# Collected data
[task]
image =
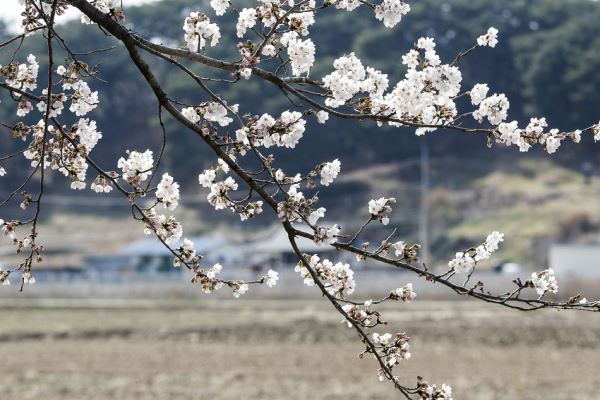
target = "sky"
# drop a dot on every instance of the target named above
(10, 11)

# GIVEN EXERCISE
Quote the material above line for line without any changes, leaving out the pictures.

# TASK RESULT
[task]
image =
target = "sky"
# drop a dot on every instance of the target named above
(10, 11)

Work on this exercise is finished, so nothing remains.